__Exercise prompt__: In the records below, the line with "Query: man's left hand" opens the range and the line with "Expected: one pin per instance of the black leggings, each" closes it; print that range exactly and nothing else.

Stored dataset items:
++++++++++

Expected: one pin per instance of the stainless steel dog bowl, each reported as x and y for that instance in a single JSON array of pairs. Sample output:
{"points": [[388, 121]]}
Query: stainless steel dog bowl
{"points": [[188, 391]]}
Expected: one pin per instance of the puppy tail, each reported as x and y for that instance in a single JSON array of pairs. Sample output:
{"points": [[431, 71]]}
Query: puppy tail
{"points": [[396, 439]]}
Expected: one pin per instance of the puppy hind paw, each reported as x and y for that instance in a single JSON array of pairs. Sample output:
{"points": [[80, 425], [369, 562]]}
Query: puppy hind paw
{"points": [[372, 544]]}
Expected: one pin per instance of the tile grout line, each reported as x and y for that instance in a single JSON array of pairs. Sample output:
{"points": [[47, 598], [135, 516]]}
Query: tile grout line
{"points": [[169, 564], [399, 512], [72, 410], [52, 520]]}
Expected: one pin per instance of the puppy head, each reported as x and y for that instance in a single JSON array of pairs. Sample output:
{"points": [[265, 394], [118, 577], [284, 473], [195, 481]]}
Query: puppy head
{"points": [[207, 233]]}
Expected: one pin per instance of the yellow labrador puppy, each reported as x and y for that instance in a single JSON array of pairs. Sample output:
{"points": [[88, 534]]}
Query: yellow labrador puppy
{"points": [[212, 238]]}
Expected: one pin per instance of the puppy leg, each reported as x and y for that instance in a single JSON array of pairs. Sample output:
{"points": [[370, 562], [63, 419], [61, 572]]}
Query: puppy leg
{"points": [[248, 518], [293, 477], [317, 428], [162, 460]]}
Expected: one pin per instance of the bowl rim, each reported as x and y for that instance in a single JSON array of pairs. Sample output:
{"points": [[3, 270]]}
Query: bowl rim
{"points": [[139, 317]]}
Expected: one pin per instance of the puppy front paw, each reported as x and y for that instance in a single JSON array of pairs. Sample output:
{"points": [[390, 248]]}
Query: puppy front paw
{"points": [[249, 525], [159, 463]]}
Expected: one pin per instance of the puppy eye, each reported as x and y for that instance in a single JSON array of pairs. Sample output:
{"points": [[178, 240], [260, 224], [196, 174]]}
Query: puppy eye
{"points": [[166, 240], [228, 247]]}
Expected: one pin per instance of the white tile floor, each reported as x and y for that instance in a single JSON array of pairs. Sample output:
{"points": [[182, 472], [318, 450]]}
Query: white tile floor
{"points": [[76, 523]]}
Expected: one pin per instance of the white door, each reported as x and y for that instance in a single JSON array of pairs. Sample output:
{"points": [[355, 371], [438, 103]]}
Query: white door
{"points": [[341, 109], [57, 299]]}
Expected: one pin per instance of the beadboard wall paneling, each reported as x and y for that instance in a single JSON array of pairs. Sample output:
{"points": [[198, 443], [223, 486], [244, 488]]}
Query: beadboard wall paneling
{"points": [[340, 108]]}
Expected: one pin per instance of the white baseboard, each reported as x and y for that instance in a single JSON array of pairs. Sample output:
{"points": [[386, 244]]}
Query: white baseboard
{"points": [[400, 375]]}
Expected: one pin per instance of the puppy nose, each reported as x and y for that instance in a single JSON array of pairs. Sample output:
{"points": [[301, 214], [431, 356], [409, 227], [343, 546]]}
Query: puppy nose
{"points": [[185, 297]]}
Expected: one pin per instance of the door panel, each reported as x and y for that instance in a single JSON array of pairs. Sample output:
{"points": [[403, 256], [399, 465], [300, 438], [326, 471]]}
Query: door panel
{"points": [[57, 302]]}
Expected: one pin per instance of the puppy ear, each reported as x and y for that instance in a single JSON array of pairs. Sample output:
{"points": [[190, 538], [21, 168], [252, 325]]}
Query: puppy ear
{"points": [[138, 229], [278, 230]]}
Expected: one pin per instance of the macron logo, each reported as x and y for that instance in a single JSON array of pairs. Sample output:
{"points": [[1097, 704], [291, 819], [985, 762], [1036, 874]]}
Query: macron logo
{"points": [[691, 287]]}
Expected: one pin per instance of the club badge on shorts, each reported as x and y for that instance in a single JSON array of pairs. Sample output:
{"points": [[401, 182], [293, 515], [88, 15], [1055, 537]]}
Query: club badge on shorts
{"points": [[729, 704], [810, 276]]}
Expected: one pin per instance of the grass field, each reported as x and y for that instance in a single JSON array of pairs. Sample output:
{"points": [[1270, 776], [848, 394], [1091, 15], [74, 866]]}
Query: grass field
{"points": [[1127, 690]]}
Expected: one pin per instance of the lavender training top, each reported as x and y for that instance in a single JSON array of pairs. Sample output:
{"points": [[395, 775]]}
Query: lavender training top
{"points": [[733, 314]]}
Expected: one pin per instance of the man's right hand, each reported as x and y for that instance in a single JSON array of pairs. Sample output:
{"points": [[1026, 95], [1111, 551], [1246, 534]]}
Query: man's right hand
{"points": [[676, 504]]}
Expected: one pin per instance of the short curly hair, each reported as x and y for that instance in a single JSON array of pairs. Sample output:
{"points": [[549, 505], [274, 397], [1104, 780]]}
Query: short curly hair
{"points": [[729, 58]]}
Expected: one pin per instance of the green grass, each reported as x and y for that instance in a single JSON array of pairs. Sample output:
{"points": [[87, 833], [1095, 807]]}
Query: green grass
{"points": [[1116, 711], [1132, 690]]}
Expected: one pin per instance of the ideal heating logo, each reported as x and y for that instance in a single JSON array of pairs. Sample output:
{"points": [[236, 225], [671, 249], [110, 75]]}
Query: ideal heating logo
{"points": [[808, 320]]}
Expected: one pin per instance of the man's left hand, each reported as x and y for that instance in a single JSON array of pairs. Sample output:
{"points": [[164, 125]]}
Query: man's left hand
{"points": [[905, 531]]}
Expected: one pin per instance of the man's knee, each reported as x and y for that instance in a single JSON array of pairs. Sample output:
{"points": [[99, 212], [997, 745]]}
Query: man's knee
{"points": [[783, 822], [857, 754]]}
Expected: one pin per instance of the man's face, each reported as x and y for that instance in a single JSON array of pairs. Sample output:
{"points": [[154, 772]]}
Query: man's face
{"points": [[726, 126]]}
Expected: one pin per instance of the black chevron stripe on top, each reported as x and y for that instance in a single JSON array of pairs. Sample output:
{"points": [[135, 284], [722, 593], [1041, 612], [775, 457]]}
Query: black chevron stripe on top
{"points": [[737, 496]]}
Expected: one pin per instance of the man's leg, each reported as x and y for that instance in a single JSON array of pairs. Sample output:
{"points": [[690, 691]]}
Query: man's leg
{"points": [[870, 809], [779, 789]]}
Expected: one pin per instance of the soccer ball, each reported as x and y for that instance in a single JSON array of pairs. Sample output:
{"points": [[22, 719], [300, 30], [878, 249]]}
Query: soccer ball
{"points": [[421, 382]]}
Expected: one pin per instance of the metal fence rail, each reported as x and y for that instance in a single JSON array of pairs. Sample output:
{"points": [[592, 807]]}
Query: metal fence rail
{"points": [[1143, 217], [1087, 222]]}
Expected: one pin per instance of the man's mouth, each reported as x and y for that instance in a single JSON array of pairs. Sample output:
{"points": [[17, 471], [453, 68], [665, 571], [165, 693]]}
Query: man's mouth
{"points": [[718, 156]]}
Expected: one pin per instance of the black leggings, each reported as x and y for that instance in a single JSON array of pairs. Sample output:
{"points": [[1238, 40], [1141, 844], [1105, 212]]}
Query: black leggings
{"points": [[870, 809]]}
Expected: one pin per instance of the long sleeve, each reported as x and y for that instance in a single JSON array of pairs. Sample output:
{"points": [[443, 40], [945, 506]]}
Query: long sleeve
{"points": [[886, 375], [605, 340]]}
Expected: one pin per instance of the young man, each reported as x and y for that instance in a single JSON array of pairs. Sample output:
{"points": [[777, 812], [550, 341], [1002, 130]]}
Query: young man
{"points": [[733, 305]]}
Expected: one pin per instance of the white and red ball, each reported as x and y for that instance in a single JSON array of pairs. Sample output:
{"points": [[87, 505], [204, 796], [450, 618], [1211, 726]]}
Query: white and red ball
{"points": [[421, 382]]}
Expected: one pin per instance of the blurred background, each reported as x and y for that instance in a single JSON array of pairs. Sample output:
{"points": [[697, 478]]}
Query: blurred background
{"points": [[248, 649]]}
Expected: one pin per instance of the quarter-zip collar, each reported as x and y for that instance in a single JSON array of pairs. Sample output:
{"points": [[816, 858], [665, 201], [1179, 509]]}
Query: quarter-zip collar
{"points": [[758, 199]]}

++++++++++

__Written answer__:
Query: man's left hand
{"points": [[905, 531]]}
Expected: one pin per instance of the man's knee, each reported as x and y for that instance in a single JSON array of pairs. Sample output:
{"points": [[99, 212], [997, 745]]}
Query: man's knee
{"points": [[783, 822], [857, 754]]}
Expected: one pin per instance of the man's face, each reported as x and y for that instance in a single JSON array of pairs. Sample output:
{"points": [[154, 772]]}
Query: man's face
{"points": [[726, 126]]}
Expected: one pin per instance of the black chevron stripe on top, each reported as x and y for that instance in a single JSON array of pairs. Sample output:
{"points": [[135, 284], [722, 593], [1041, 612], [775, 457]]}
Query: black chevron stripe on top
{"points": [[737, 496]]}
Expected: one pin per instance of the man's leg, each reported as x and y for that instance in a single JSON array of pairs. Sample output:
{"points": [[690, 691]]}
Query: man's leg
{"points": [[870, 809], [779, 789]]}
Expected: one pin per instance of the soccer ball, each reported as x and y for that instance in a single JSON array of pairs. Sample output:
{"points": [[22, 719], [300, 30], [878, 249]]}
Query: soccer ball
{"points": [[421, 382]]}
Expected: one pin per instance of the metal fence rail, each reported as x and y for that instance in a single JSON array of pairs. Sample output:
{"points": [[592, 807]]}
Query: metal fence rail
{"points": [[1143, 217], [1087, 222]]}
Expected: one pin per instance of the man's mouth, each reported as x and y for that instance in a single JSON array of pairs. Sample output:
{"points": [[17, 471], [453, 68], [665, 571], [165, 693]]}
Query: man's mouth
{"points": [[718, 156]]}
Expected: one pin per instance of the black leggings, each reported as x and y for that instance in a single JSON array of pairs. Sample output:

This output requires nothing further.